▶ PROBLEM DESCRIPTION: Show every line of the items below that contains the string "bridge", matching case exactly.

--------------------------------------------------

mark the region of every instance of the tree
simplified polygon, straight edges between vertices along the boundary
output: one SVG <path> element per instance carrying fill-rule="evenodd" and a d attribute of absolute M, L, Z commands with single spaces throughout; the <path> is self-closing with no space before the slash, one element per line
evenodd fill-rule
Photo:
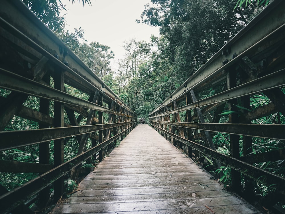
<path fill-rule="evenodd" d="M 151 2 L 153 5 L 145 5 L 141 21 L 160 27 L 167 44 L 164 57 L 168 59 L 173 74 L 179 77 L 180 84 L 241 29 L 255 12 L 239 8 L 233 11 L 235 3 L 228 0 Z"/>
<path fill-rule="evenodd" d="M 266 6 L 270 1 L 271 0 L 257 0 L 257 1 L 255 1 L 255 0 L 238 0 L 233 9 L 235 10 L 238 7 L 239 7 L 241 9 L 244 5 L 244 3 L 245 5 L 246 8 L 248 5 L 252 6 L 253 5 L 254 3 L 255 3 L 255 5 L 257 7 L 260 7 L 262 4 Z"/>
<path fill-rule="evenodd" d="M 66 10 L 65 5 L 60 0 L 22 0 L 48 27 L 53 32 L 63 31 L 65 24 L 60 11 Z M 69 0 L 73 3 L 75 0 Z M 78 2 L 80 2 L 80 0 Z M 84 7 L 86 3 L 91 5 L 91 0 L 82 0 Z"/>

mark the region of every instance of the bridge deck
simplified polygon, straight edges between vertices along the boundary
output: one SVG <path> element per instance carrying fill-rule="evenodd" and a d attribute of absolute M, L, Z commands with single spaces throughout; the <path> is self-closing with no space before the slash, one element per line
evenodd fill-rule
<path fill-rule="evenodd" d="M 52 213 L 259 212 L 147 125 L 109 156 Z"/>

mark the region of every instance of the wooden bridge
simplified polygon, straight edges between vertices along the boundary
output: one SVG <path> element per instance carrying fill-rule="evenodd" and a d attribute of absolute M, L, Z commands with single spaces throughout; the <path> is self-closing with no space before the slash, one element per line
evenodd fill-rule
<path fill-rule="evenodd" d="M 256 213 L 147 124 L 137 126 L 51 213 Z"/>
<path fill-rule="evenodd" d="M 285 212 L 284 11 L 272 1 L 150 114 L 152 128 L 21 1 L 1 1 L 0 173 L 9 178 L 0 213 L 261 212 L 193 160 L 262 211 Z M 23 151 L 29 161 L 11 156 Z M 98 161 L 61 201 L 66 181 Z M 19 175 L 26 182 L 12 187 Z"/>

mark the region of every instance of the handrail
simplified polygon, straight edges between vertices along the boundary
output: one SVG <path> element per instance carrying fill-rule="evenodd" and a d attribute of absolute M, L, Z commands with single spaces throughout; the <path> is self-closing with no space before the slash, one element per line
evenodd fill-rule
<path fill-rule="evenodd" d="M 56 202 L 64 179 L 76 180 L 84 161 L 101 161 L 137 125 L 137 115 L 21 1 L 0 3 L 0 151 L 39 148 L 33 163 L 0 160 L 0 172 L 39 173 L 0 194 L 0 213 L 22 213 L 31 198 L 39 209 L 50 205 L 51 189 Z M 25 104 L 30 98 L 32 105 Z M 18 118 L 38 126 L 10 130 Z M 73 158 L 64 154 L 72 146 Z"/>
<path fill-rule="evenodd" d="M 190 158 L 207 157 L 215 169 L 230 167 L 232 186 L 239 193 L 241 176 L 285 194 L 282 173 L 255 165 L 284 160 L 284 146 L 253 152 L 254 140 L 285 140 L 280 119 L 285 116 L 284 10 L 285 1 L 272 1 L 149 115 L 154 128 Z M 251 105 L 263 94 L 267 102 Z M 264 117 L 276 117 L 278 124 L 262 124 L 258 120 Z M 225 133 L 229 155 L 216 151 L 213 139 Z M 243 184 L 254 189 L 250 182 Z"/>

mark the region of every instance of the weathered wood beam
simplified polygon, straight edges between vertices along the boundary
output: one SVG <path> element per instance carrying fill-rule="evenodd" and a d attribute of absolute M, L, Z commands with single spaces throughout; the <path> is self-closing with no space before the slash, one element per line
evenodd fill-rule
<path fill-rule="evenodd" d="M 93 96 L 93 98 L 92 100 L 92 102 L 97 104 L 98 103 L 99 101 L 100 95 L 99 93 L 98 92 L 95 93 L 95 94 Z M 90 110 L 89 112 L 89 115 L 87 118 L 87 121 L 86 121 L 86 126 L 90 126 L 92 124 L 93 118 L 94 117 L 94 114 L 95 111 L 92 110 Z M 79 143 L 79 146 L 77 151 L 77 155 L 80 154 L 82 153 L 84 151 L 86 147 L 86 144 L 87 143 L 87 140 L 88 140 L 88 136 L 89 136 L 89 133 L 85 133 L 82 135 L 81 138 L 81 140 Z M 71 179 L 74 181 L 76 180 L 78 177 L 78 176 L 79 173 L 79 169 L 80 168 L 80 166 L 79 166 L 77 167 L 74 168 L 72 171 L 71 175 L 70 176 Z"/>
<path fill-rule="evenodd" d="M 0 171 L 42 173 L 54 167 L 52 165 L 0 160 Z"/>
<path fill-rule="evenodd" d="M 191 96 L 192 97 L 193 102 L 197 102 L 198 100 L 197 98 L 196 98 L 196 96 L 195 95 L 195 93 L 194 93 L 194 91 L 193 90 L 191 90 L 190 91 L 190 94 L 191 94 Z M 197 115 L 200 122 L 205 123 L 205 120 L 203 117 L 203 115 L 202 113 L 202 112 L 201 111 L 201 109 L 200 108 L 195 108 L 195 110 L 197 112 Z M 209 145 L 209 147 L 212 149 L 215 150 L 216 148 L 215 148 L 215 145 L 214 145 L 213 141 L 212 140 L 212 137 L 210 135 L 210 133 L 209 133 L 209 132 L 207 131 L 206 130 L 204 130 L 204 132 L 205 133 L 205 135 L 206 136 L 206 140 L 208 142 L 208 144 Z"/>

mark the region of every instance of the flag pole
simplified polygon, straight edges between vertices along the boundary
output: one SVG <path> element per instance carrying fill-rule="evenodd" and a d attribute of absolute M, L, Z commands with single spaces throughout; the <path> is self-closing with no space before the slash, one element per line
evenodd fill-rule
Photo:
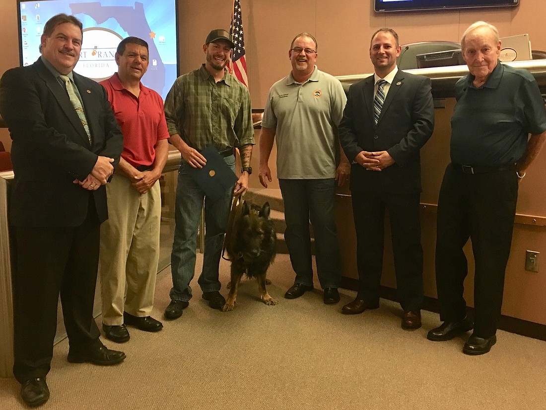
<path fill-rule="evenodd" d="M 235 17 L 235 0 L 233 0 L 233 4 L 232 5 L 232 24 L 229 26 L 229 35 L 232 36 L 232 42 L 233 42 L 233 21 Z M 233 61 L 232 57 L 233 56 L 233 50 L 229 56 L 229 74 L 233 74 Z"/>

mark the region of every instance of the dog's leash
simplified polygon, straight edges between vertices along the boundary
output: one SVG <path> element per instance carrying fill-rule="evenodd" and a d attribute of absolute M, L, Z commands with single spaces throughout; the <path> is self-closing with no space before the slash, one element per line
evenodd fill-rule
<path fill-rule="evenodd" d="M 228 257 L 225 256 L 225 249 L 228 247 L 229 241 L 232 239 L 232 231 L 233 230 L 233 224 L 235 222 L 235 218 L 241 213 L 242 208 L 243 200 L 241 197 L 241 194 L 234 195 L 232 198 L 232 209 L 229 213 L 229 219 L 228 220 L 228 226 L 225 230 L 225 235 L 224 236 L 224 243 L 222 245 L 222 257 L 227 261 L 230 261 Z"/>

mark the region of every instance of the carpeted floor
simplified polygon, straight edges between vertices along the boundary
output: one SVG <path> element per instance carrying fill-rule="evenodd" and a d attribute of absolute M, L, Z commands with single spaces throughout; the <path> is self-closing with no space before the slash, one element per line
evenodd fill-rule
<path fill-rule="evenodd" d="M 199 255 L 198 267 L 201 262 Z M 169 269 L 158 277 L 158 319 L 169 301 Z M 464 337 L 426 340 L 436 314 L 423 312 L 423 327 L 408 332 L 400 329 L 399 306 L 388 301 L 346 316 L 340 311 L 354 296 L 349 291 L 333 306 L 318 290 L 284 299 L 294 277 L 286 255 L 277 255 L 269 277 L 278 305 L 260 302 L 256 284 L 244 281 L 235 309 L 225 313 L 201 299 L 195 278 L 181 318 L 164 321 L 157 333 L 130 328 L 123 344 L 106 341 L 127 353 L 119 365 L 69 364 L 68 341 L 61 342 L 48 378 L 51 397 L 40 408 L 546 409 L 545 342 L 499 331 L 490 353 L 468 356 L 461 352 Z M 221 278 L 225 295 L 224 261 Z M 24 408 L 19 388 L 0 379 L 0 409 Z"/>

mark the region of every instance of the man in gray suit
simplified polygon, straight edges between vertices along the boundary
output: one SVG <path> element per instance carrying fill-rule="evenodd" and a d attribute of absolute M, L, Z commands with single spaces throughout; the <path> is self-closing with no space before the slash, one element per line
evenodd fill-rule
<path fill-rule="evenodd" d="M 108 217 L 104 185 L 123 136 L 104 89 L 73 71 L 82 37 L 76 17 L 54 16 L 44 26 L 41 57 L 7 71 L 0 83 L 15 175 L 13 373 L 32 406 L 49 398 L 45 377 L 60 293 L 68 361 L 107 365 L 125 359 L 101 343 L 93 318 L 99 230 Z"/>
<path fill-rule="evenodd" d="M 379 307 L 385 209 L 390 219 L 402 327 L 421 326 L 423 248 L 419 215 L 419 149 L 432 135 L 430 79 L 398 69 L 398 35 L 381 28 L 372 36 L 375 74 L 349 90 L 340 140 L 352 161 L 350 188 L 357 232 L 359 288 L 347 314 Z"/>

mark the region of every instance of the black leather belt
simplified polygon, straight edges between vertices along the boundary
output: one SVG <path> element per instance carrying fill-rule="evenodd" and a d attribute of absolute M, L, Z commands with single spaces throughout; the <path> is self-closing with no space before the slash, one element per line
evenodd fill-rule
<path fill-rule="evenodd" d="M 470 165 L 461 165 L 454 163 L 452 165 L 458 169 L 460 169 L 465 174 L 485 174 L 488 172 L 497 172 L 503 171 L 515 171 L 515 165 L 502 165 L 498 167 L 474 167 Z"/>
<path fill-rule="evenodd" d="M 144 172 L 144 171 L 151 171 L 153 169 L 153 167 L 151 165 L 139 165 L 136 167 L 136 169 L 141 172 Z"/>
<path fill-rule="evenodd" d="M 225 151 L 220 151 L 219 153 L 220 155 L 222 155 L 222 156 L 224 157 L 224 158 L 225 158 L 226 157 L 233 155 L 233 148 L 229 148 L 229 149 L 227 149 Z"/>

--------------------------------------------------

▶ EXERCISE OUTPUT:
mark the region of every instance of the bridge deck
mark the region of every instance of the wooden bridge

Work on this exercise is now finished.